What is required
Please answer these questions using the thread on debugging the salmon hang below:
(a) How many threads does the salmon quant command in the loop ask for?
(b) Why could DarwinAwardWinner not attach gdb to the hung run?
(c) Which library handles all the threading in the Gibbs sampler code rob-p has been examining?

Selected extract
————
DarwinAwardWinner commented 7 years ago

Ok, I'll run it several times under gdb and see if I can get it to crash.

DarwinAwardWinner commented 7 years ago

I haven't got it to reproduce the error yet, but I did see the error in one more run outside of gdb.

On the plus side, I did find this: http://stackoverflow.com/questions/6545763/how-can-i-rerun-a-program-with-gdb-until-a-segmentation-fault-occurs. So now I can have it keep trying forever.

rob-p commented 7 years ago

Man, I was afraid it would be hard to repro inside of GDB. Sorry about that! The solution you found does seem generally useful though. Another possibility is to try to run it outside GDB, but to use strace (see the first answer here). This would let the program run outside of GDB (where you can repro the issue), but still get access to the stack at the point of the hanging.

DarwinAwardWinner commented 7 years ago

Ok, new plan:

while true; do
    strace -s 99 -f -o salmon-strace.log \
           salmon quant \
           --index /home/ryan/references/hg38/Salmon_index_$REF \
           --libType SR --unmatedReads fastq_files/$SAMPLE.fq.gz\
           --threads 8 --seqBias --gcBias --useVBOpt --dumpEq --dumpEqWeights \
           --geneMap /home/ryan/references/hg38/Salmon_index_$REF/genemap.txt \
           --output salmon_temp/REF/$SAMPLE \
           --auxDir aux_info \
           --numGibbsSamples 100
done
DarwinAwardWinner commented 7 years ago

Hmm... That post also suggests attaching gdb to a process after it's running. Would that also be a viable option? Wait until it hangs and then attach gdb?

rob-p commented 7 years ago

I've not tried that before, but I presume it would work (probably in a similar way to strace). Either seem like good options at this point!

DarwinAwardWinner commented 7 years ago

Ok, I have an strace file from a hung run. I couldn't attach with gdb because the default system security settings prohibit it. I'll change the settings and try to get a gdb backtrace, but in the meantime, here's the strace log. Note that it was hung for about 2 hours before I was able to collect the log.

https://www.dropbox.com/s/zn7qzo55wtcrbyg/salmon-strace.log.gz?dl=0

rob-p commented 7 years ago

30-some MB to 7.5GB ... that's some damn good compression. While strace won't let me see the offending function, the log definitely indicates that there's just a bunch of threads waiting. This must mean that there's the potential for a deadlock condition somewhere. Is it the case that this happened once the Gibbs sampler had started? That's the code I've been looking in, but all of the threading there is handled by Intel's TBB library (apart from a call to actually dump each recorded Gibbs sample, which uses a std::lock_guard, which, hopefully, isn't broken).
————
Supplied entries
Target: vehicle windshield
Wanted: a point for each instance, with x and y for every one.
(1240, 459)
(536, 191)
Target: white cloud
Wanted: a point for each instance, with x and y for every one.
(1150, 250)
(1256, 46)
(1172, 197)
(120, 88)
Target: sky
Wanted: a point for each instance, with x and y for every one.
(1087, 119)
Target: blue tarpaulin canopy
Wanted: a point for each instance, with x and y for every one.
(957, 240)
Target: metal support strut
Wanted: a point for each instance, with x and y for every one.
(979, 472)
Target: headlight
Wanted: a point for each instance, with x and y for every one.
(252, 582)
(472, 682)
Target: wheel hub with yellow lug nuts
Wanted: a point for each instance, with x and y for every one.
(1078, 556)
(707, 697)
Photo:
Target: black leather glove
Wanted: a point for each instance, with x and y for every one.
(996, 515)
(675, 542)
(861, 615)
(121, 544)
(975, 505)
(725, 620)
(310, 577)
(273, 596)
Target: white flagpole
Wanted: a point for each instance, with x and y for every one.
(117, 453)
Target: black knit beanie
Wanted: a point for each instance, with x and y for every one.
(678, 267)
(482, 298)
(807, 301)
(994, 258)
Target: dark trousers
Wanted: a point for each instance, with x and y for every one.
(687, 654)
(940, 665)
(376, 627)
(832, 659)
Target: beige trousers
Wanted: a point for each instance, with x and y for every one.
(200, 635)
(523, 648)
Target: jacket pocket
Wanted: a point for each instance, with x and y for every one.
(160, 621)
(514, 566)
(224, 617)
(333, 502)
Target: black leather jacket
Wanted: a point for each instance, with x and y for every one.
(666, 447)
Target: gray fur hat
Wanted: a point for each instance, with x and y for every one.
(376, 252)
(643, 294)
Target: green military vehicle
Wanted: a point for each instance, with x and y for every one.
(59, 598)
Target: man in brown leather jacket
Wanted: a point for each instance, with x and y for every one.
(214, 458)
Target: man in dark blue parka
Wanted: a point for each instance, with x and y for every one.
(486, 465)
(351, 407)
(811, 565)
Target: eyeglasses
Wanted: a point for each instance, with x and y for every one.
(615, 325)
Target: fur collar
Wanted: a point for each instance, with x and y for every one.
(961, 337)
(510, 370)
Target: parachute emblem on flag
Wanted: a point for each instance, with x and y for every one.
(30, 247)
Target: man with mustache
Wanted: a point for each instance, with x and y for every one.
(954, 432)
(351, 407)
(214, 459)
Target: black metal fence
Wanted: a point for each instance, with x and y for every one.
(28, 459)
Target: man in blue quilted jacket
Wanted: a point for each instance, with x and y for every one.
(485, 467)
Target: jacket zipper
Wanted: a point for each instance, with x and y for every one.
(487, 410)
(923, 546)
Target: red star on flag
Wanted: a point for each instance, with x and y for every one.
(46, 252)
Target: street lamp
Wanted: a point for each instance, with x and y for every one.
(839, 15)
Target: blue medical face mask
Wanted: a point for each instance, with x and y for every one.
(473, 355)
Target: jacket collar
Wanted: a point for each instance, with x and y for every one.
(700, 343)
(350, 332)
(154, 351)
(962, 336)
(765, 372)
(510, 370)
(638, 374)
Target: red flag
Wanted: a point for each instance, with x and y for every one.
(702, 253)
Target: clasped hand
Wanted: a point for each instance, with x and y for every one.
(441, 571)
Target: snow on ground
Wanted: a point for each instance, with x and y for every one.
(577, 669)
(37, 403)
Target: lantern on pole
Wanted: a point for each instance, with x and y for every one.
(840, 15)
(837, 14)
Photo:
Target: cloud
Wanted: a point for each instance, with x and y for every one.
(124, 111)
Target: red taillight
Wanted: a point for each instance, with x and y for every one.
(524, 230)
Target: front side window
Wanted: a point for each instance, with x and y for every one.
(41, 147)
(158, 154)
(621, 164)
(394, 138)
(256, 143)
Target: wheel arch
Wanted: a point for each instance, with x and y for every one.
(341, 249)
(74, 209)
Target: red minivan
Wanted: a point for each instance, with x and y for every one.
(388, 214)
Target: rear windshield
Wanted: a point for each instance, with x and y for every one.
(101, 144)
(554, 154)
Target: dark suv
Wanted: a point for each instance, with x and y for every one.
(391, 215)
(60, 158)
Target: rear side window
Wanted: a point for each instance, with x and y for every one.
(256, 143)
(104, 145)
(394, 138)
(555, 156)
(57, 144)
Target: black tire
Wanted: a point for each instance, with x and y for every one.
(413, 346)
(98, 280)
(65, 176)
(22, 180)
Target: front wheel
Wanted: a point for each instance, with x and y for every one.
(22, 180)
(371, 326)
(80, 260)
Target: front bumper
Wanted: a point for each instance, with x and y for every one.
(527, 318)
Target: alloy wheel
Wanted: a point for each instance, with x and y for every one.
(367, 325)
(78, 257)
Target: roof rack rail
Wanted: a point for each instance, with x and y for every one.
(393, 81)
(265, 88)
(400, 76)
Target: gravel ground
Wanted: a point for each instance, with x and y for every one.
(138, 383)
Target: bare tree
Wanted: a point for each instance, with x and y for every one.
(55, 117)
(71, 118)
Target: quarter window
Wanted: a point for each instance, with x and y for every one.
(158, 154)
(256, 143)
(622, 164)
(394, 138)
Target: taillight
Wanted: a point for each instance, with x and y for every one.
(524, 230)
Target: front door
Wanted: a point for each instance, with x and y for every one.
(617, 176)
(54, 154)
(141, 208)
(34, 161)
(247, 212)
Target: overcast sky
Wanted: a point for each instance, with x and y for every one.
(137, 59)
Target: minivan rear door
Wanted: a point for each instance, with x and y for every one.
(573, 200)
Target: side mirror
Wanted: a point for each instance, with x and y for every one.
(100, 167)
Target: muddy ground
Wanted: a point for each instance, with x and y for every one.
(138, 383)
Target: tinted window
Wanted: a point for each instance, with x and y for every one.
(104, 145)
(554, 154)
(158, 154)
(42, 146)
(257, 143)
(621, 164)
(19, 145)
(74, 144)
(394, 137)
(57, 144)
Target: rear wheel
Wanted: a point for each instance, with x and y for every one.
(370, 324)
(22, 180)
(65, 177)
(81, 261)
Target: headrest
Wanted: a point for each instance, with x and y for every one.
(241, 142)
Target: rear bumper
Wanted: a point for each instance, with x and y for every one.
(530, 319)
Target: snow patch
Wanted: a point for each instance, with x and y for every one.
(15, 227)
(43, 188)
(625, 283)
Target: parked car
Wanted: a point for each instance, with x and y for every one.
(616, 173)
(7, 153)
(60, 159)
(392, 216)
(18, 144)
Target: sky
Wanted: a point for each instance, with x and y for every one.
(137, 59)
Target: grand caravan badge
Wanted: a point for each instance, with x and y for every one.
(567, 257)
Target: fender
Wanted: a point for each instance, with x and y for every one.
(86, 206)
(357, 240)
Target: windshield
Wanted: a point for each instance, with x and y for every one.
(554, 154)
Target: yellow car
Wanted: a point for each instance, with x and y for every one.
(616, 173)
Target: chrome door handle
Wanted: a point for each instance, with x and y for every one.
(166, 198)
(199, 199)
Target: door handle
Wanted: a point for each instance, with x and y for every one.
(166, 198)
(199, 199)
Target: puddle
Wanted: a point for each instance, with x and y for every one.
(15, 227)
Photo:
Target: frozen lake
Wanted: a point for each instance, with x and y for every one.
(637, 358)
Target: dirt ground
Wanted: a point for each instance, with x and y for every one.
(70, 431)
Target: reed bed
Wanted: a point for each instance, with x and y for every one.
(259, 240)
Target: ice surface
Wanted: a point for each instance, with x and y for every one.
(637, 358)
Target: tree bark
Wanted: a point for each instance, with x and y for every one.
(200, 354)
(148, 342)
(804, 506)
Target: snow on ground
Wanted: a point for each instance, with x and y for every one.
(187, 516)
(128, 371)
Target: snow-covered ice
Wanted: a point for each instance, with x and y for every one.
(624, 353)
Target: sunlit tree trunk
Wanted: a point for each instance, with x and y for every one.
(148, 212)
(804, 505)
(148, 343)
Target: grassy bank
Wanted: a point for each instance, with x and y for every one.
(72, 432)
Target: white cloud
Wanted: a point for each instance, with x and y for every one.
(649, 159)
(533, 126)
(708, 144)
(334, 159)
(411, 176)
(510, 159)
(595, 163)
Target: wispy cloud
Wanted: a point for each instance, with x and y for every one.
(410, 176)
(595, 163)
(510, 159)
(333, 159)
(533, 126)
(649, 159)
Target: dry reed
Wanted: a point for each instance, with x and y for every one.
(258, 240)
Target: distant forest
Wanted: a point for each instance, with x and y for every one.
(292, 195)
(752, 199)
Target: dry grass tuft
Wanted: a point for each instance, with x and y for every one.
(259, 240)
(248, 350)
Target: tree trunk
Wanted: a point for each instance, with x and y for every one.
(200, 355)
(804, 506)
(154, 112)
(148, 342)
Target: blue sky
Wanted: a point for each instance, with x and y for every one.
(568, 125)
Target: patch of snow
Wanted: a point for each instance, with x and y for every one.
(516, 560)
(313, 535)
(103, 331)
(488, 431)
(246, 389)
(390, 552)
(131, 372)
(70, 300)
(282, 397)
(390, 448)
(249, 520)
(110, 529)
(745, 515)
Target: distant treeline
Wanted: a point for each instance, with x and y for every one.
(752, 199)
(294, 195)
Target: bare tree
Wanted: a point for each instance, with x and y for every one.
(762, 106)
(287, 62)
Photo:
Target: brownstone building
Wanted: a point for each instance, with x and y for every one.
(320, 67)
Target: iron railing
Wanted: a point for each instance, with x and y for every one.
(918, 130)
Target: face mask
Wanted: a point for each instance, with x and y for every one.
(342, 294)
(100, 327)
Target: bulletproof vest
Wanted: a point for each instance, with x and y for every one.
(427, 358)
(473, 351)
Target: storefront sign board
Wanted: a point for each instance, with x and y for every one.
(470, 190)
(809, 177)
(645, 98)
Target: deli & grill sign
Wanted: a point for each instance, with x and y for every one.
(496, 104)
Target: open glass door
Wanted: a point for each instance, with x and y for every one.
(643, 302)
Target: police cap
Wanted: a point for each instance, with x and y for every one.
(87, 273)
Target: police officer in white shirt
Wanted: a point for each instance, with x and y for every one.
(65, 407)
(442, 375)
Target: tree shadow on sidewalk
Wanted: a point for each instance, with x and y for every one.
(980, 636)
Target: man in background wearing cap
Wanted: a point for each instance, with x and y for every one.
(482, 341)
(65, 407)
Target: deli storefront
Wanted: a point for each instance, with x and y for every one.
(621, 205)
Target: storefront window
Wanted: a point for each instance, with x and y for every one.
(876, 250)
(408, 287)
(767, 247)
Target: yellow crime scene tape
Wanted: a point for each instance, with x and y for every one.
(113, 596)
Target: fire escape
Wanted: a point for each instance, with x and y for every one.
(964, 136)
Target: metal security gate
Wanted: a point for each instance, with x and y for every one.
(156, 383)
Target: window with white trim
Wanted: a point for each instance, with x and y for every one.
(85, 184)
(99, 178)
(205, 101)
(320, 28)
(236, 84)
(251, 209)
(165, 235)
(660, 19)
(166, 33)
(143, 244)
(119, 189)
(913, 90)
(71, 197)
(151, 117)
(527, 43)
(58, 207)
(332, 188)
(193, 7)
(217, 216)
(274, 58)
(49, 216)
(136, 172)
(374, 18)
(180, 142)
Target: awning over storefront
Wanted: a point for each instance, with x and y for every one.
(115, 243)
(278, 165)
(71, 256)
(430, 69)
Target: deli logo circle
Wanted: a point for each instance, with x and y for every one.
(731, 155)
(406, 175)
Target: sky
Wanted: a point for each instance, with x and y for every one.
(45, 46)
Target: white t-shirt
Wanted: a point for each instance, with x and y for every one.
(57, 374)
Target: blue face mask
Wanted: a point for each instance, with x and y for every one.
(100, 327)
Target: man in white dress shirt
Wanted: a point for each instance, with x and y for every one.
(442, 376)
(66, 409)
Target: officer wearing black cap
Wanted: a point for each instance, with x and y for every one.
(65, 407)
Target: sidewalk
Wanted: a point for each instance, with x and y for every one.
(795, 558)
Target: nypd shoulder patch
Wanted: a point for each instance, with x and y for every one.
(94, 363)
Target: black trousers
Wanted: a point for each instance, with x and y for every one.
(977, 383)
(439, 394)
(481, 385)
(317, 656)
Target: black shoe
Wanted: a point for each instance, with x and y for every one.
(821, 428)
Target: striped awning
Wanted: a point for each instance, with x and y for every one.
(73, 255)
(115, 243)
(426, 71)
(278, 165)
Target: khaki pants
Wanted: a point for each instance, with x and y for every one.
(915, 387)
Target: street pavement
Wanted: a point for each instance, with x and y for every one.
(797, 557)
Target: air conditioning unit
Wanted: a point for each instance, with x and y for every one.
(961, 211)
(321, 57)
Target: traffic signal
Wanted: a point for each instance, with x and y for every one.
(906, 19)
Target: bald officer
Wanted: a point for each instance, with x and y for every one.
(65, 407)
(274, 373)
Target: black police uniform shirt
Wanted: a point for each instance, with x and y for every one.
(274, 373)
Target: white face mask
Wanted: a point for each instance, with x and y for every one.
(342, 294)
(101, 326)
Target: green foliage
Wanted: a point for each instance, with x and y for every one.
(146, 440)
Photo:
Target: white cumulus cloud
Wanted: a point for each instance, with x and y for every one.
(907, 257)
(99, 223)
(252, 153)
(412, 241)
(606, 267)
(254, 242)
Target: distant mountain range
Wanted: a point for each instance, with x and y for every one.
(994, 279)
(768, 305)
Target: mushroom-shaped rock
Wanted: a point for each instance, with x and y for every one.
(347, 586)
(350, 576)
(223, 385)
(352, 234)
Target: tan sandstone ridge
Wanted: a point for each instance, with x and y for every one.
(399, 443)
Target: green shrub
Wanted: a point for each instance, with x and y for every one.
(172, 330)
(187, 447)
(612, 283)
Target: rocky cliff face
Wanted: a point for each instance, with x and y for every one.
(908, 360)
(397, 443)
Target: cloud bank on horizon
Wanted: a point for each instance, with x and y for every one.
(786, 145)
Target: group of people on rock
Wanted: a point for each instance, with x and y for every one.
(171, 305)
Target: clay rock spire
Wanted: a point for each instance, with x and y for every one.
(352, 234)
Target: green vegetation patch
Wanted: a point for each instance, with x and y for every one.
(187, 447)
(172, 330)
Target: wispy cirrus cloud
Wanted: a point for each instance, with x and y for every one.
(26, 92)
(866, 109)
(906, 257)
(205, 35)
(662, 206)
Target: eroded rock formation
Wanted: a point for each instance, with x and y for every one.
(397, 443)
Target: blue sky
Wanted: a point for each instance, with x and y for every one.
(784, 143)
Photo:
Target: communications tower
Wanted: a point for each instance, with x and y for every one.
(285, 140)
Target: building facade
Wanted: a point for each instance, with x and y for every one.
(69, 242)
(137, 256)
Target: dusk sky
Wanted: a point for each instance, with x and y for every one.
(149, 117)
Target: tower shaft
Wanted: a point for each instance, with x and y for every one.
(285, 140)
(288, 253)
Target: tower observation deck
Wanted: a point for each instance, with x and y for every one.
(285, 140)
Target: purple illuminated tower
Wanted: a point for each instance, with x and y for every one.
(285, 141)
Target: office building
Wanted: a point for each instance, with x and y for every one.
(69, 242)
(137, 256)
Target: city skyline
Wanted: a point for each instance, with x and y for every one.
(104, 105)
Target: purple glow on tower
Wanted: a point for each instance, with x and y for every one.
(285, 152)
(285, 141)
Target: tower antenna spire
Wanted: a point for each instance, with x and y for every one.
————
Task answer
(a) 8
(b) The default system security settings prohibit it.
(c) Intel's TBB library